• [TASK PROMPT]
Count the lines in the data below that contain the string "background" and give only that number.

• [PROVIDED DATA]
• • • •

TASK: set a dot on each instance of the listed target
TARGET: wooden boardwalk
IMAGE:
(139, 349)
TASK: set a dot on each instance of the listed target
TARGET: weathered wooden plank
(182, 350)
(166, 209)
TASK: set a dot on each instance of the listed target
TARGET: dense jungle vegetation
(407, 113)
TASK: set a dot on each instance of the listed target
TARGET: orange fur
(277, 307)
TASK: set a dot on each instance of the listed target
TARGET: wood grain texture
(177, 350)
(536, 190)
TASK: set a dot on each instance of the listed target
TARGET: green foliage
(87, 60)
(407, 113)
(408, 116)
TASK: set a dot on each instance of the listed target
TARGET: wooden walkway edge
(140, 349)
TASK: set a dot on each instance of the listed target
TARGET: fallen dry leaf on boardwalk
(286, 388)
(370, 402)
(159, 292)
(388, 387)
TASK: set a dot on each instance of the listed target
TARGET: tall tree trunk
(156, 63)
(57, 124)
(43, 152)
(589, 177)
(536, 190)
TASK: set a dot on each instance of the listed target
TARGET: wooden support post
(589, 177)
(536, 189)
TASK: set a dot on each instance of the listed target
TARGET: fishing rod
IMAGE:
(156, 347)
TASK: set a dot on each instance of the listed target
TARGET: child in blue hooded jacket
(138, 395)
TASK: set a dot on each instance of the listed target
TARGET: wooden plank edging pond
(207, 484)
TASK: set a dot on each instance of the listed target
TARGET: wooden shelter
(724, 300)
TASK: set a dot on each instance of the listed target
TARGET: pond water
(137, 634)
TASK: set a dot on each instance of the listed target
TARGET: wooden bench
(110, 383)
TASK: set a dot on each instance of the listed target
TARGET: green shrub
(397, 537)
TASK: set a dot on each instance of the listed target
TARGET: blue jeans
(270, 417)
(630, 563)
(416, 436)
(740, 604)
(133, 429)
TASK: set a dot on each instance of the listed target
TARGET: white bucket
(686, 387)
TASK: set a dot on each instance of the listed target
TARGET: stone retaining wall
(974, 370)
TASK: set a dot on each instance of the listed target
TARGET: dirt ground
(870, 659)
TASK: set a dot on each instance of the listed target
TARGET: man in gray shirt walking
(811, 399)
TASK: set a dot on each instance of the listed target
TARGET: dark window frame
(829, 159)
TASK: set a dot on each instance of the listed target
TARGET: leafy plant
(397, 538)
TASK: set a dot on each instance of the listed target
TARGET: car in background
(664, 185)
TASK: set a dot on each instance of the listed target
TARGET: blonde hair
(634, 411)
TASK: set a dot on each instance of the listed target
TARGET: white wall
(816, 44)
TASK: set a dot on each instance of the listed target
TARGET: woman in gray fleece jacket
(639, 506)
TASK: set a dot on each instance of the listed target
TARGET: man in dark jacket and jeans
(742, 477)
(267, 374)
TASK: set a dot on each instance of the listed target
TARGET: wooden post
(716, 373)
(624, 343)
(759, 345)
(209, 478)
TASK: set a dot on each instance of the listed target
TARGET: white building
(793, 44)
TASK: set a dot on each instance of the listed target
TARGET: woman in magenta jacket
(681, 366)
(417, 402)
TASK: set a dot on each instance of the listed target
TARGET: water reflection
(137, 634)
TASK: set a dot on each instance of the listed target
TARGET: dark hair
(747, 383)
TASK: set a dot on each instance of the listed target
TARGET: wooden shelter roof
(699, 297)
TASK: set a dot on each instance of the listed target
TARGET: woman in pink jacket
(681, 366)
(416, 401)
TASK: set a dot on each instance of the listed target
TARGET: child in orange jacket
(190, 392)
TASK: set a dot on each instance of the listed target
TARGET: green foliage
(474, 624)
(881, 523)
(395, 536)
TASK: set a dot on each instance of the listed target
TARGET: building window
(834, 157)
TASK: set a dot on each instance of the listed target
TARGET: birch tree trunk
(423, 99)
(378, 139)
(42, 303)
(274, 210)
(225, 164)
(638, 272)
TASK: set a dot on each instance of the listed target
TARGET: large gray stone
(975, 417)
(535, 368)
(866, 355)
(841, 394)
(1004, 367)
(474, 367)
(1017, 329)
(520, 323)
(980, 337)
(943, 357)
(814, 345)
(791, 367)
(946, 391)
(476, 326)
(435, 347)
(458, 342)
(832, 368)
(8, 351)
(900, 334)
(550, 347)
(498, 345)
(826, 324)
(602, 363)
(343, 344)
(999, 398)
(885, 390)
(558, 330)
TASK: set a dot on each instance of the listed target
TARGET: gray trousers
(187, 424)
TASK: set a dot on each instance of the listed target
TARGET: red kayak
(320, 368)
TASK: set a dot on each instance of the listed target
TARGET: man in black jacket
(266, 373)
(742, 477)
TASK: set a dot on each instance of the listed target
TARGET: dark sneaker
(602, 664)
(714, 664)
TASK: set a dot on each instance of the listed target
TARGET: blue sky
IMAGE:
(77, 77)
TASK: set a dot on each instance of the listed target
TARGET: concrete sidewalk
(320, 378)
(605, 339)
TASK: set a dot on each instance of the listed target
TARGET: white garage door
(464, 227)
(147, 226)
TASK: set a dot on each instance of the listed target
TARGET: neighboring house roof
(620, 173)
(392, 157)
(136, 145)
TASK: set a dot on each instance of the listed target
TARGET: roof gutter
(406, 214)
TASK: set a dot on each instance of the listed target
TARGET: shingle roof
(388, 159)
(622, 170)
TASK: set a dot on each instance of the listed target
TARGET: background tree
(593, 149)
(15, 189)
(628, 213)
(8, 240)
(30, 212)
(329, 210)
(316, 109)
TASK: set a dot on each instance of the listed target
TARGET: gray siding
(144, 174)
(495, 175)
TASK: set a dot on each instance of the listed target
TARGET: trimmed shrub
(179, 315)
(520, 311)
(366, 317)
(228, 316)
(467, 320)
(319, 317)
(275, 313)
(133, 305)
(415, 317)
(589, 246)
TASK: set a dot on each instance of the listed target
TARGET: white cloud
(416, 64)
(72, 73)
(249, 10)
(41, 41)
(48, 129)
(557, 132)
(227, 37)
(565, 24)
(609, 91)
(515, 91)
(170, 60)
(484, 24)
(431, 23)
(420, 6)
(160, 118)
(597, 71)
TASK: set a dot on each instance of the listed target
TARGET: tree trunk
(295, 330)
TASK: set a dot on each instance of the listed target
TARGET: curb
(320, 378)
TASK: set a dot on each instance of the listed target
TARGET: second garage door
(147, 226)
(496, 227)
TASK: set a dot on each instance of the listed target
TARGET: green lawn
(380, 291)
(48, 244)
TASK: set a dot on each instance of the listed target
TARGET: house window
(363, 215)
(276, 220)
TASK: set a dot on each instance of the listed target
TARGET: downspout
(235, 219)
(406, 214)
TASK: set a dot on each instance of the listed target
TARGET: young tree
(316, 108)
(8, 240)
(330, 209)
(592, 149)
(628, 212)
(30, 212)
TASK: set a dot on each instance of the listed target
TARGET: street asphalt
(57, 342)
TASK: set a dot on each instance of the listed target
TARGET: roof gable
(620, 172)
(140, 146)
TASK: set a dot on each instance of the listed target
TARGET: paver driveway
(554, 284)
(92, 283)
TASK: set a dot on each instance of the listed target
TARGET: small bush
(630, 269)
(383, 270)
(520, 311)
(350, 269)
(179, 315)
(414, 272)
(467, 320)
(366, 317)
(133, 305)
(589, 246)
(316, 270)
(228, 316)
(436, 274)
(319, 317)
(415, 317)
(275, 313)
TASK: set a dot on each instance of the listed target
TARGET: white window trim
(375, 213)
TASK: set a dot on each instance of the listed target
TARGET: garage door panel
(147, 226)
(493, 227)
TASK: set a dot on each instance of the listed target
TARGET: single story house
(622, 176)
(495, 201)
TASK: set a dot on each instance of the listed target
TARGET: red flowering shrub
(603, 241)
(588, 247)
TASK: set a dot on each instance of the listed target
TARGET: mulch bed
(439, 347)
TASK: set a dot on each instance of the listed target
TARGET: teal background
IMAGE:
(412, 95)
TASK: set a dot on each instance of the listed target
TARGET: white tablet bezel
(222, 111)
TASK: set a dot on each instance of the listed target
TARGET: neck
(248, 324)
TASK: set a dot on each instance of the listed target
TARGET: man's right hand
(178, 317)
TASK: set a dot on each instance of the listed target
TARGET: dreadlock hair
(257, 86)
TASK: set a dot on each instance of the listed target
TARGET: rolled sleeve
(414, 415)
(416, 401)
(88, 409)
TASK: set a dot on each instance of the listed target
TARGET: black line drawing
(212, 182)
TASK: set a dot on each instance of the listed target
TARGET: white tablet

• • • •

• [SOLUTION BELOW]
3